------ Material for this exercise ------

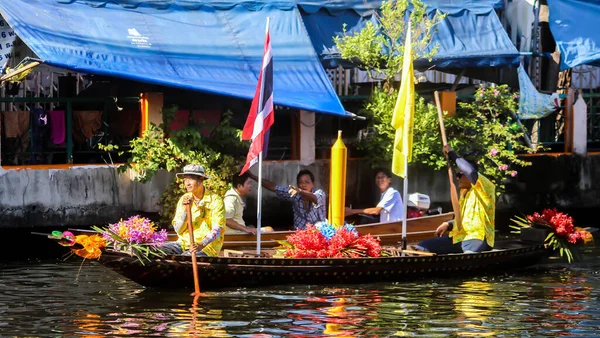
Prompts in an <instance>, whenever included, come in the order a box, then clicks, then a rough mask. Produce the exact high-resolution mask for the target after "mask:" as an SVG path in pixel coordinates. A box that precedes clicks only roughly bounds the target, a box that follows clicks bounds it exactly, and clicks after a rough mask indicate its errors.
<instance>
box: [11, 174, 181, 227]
mask: <svg viewBox="0 0 600 338" xmlns="http://www.w3.org/2000/svg"><path fill="white" fill-rule="evenodd" d="M131 175H132V174H131V173H129V172H128V173H118V172H117V169H116V168H114V167H109V166H89V167H85V166H82V167H73V168H71V169H35V170H33V169H22V170H4V169H0V227H34V226H58V225H94V224H96V225H102V224H106V223H108V222H114V221H118V220H119V219H120V218H122V217H127V216H130V215H132V214H134V213H135V212H136V211H144V212H158V210H159V207H158V205H157V202H158V199H159V198H160V195H161V194H162V191H163V190H164V188H165V187H166V185H167V184H168V183H169V182H170V179H171V178H172V176H173V175H172V174H169V173H166V172H161V173H159V174H157V175H156V176H155V178H154V179H153V180H152V181H151V182H149V183H147V184H141V183H138V182H134V181H133V180H132V179H131Z"/></svg>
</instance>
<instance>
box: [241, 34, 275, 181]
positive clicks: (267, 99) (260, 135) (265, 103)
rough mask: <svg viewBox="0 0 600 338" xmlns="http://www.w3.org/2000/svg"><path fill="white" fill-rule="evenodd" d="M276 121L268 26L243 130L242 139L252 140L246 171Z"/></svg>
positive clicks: (245, 168)
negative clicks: (274, 106)
mask: <svg viewBox="0 0 600 338" xmlns="http://www.w3.org/2000/svg"><path fill="white" fill-rule="evenodd" d="M274 121H275V109H274V107H273V54H272V53H271V36H270V34H269V27H268V26H267V36H266V38H265V49H264V56H263V62H262V68H261V69H260V75H259V76H258V83H257V85H256V91H255V92H254V99H252V106H251V107H250V112H249V113H248V119H247V120H246V125H244V130H243V131H242V140H252V144H251V145H250V149H249V150H248V157H247V158H246V165H244V168H243V169H242V172H241V173H240V175H241V174H243V173H245V172H246V171H247V170H248V169H250V167H251V166H252V165H254V163H256V162H257V161H258V157H259V155H260V153H261V152H263V151H265V152H266V148H267V143H268V141H269V128H270V127H271V126H272V125H273V122H274Z"/></svg>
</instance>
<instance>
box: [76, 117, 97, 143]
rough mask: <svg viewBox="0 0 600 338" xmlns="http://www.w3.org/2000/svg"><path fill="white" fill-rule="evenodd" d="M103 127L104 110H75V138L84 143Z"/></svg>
mask: <svg viewBox="0 0 600 338" xmlns="http://www.w3.org/2000/svg"><path fill="white" fill-rule="evenodd" d="M100 127H102V112H101V111H96V110H84V111H75V112H73V140H75V142H77V143H83V142H85V141H86V140H87V139H89V138H90V137H92V136H93V135H94V133H95V132H96V131H98V129H100Z"/></svg>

------

**Task to carry out**
Can you set out every line of the data above as a numbered list, skipping blank lines and leaving out the pictures?

**Answer to this task**
1. Prompts in an <instance>, whenever included, come in the order a box, then clicks, then a rough mask. Produce the exact high-resolution mask for the target after "mask:" as an SVG path in pixel coordinates. A box that precedes clicks only roughly bounds the target, a box that follows clicks bounds it exactly, and clicks after a rough mask indicate its errors.
2. <instance>
3. box: [11, 174, 181, 227]
4. mask: <svg viewBox="0 0 600 338" xmlns="http://www.w3.org/2000/svg"><path fill="white" fill-rule="evenodd" d="M131 175H132V174H131V173H129V172H128V173H118V172H117V169H116V168H114V167H109V166H89V167H85V166H82V167H73V168H71V169H35V170H33V169H22V170H4V169H0V227H34V226H58V225H94V224H96V225H102V224H106V223H108V222H114V221H118V220H119V219H120V218H122V217H127V216H130V215H132V214H134V213H135V212H136V211H144V212H158V210H159V207H158V205H157V202H158V199H159V198H160V195H161V194H162V191H163V190H164V188H165V187H166V185H167V184H168V183H169V182H170V179H171V178H172V176H173V175H172V174H169V173H166V172H161V173H159V174H157V175H156V176H155V178H154V179H153V180H152V181H151V182H149V183H147V184H141V183H138V182H134V181H133V180H132V179H131Z"/></svg>
5. </instance>
6. <instance>
7. box: [241, 34, 275, 181]
8. positive clicks: (267, 99) (260, 135) (265, 103)
9. rough mask: <svg viewBox="0 0 600 338" xmlns="http://www.w3.org/2000/svg"><path fill="white" fill-rule="evenodd" d="M276 121L268 26L243 130L242 139L252 140L246 171Z"/></svg>
10. positive clicks: (245, 168)
11. negative clicks: (274, 106)
12. mask: <svg viewBox="0 0 600 338" xmlns="http://www.w3.org/2000/svg"><path fill="white" fill-rule="evenodd" d="M274 121H275V109H274V107H273V54H272V53H271V36H270V34H269V27H268V26H267V36H266V38H265V49H264V56H263V62H262V68H261V69H260V75H259V76H258V83H257V85H256V91H255V92H254V99H252V106H251V107H250V112H249V113H248V119H247V120H246V125H244V130H243V131H242V140H252V144H251V145H250V149H249V150H248V157H247V158H246V165H244V168H243V169H242V172H241V173H240V175H241V174H243V173H245V172H246V171H247V170H248V169H250V167H251V166H252V165H254V163H256V162H257V161H258V157H259V155H260V153H261V152H263V151H265V152H266V148H267V143H268V141H269V128H270V127H271V126H272V125H273V122H274Z"/></svg>
13. </instance>
14. <instance>
15. box: [76, 117, 97, 143]
16. rough mask: <svg viewBox="0 0 600 338" xmlns="http://www.w3.org/2000/svg"><path fill="white" fill-rule="evenodd" d="M103 127L104 110H75V138L84 143Z"/></svg>
17. mask: <svg viewBox="0 0 600 338" xmlns="http://www.w3.org/2000/svg"><path fill="white" fill-rule="evenodd" d="M100 127H102V112H101V111H96V110H84V111H75V112H73V140H75V142H77V143H83V142H85V141H86V140H87V139H89V138H90V137H92V136H93V135H94V133H95V132H96V131H98V129H100Z"/></svg>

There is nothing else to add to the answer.